:: WORK REQUIRED ::
Show each line of the records below that contains the word "coach", copied in full, and count only matches with the same case.

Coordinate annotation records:
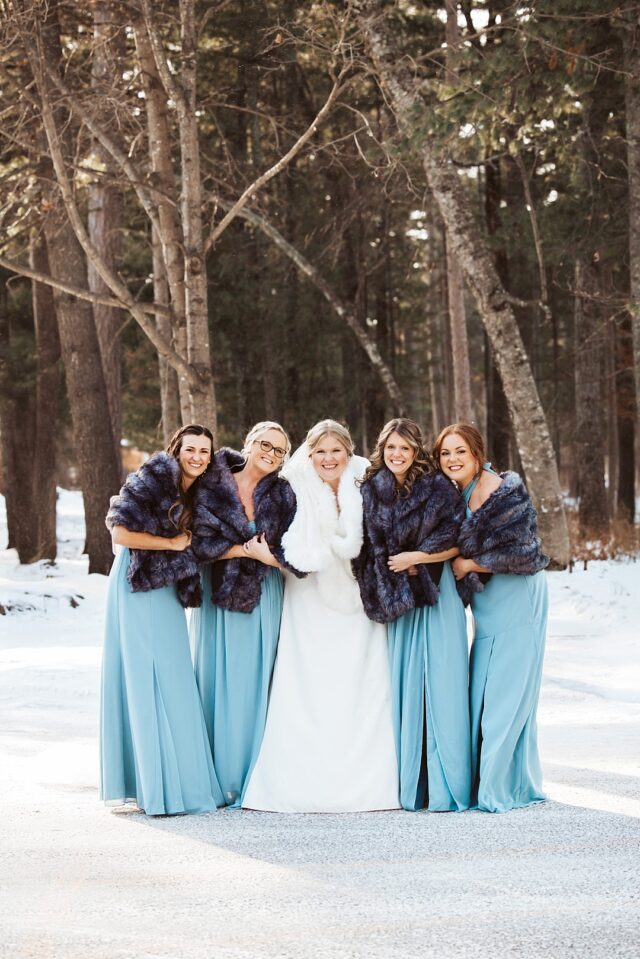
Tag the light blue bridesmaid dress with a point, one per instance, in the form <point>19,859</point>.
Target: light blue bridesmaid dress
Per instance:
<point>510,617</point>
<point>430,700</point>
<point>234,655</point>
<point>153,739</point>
==
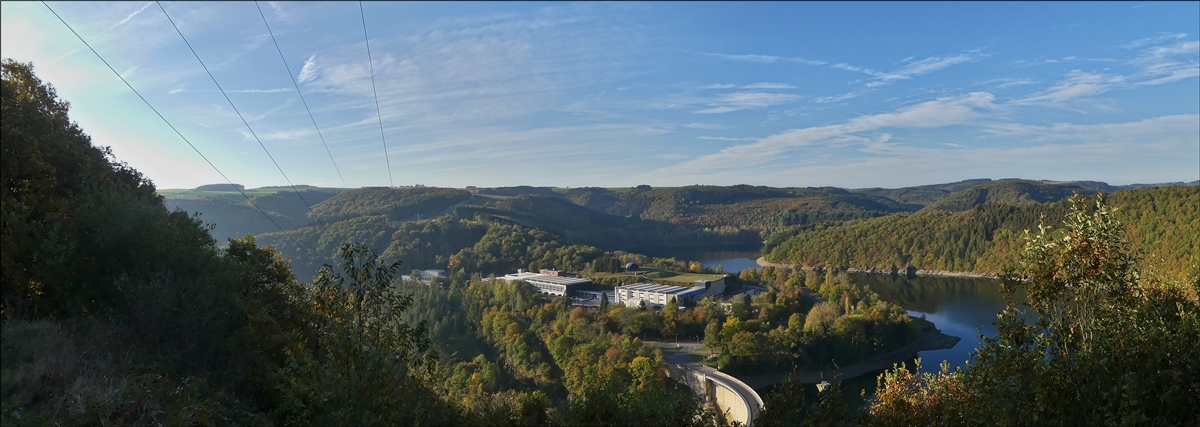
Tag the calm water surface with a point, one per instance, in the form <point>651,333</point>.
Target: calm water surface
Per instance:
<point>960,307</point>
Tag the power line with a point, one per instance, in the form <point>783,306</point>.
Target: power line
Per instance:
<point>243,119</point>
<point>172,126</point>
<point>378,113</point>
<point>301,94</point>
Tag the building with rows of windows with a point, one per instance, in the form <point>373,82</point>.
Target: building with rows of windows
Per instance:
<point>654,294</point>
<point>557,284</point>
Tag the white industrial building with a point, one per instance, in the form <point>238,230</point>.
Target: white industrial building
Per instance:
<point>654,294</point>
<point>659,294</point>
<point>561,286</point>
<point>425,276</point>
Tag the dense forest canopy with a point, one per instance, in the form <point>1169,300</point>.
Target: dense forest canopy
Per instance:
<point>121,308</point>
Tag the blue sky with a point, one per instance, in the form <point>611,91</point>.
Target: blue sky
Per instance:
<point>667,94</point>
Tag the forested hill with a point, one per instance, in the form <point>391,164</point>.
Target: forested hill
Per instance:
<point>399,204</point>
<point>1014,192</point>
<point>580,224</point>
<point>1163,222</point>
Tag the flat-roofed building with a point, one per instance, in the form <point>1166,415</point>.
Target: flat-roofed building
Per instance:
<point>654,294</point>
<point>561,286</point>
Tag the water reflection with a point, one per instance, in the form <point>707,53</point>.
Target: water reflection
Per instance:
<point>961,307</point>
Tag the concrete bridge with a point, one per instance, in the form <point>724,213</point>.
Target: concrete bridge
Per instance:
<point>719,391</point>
--
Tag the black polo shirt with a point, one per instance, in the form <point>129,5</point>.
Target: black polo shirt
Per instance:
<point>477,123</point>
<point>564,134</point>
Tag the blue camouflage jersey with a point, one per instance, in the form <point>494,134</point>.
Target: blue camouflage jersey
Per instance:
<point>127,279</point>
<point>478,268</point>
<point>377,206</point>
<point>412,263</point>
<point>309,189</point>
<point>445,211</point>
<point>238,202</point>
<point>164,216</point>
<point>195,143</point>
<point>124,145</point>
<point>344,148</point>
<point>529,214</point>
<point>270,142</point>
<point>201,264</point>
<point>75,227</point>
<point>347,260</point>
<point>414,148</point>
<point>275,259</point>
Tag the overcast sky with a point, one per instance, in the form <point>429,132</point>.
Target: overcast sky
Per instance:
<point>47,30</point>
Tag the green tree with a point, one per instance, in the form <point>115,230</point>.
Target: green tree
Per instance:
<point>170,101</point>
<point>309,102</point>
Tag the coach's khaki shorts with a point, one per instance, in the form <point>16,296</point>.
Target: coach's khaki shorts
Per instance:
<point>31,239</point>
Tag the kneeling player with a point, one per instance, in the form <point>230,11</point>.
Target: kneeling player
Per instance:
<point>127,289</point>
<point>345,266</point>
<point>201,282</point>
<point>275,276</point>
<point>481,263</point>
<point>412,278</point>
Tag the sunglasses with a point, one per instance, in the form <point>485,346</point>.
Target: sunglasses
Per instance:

:: REPLY ::
Tag the coach's khaki shorts with a point, one per instance, in the form <point>16,296</point>.
Target: coach's khaki shorts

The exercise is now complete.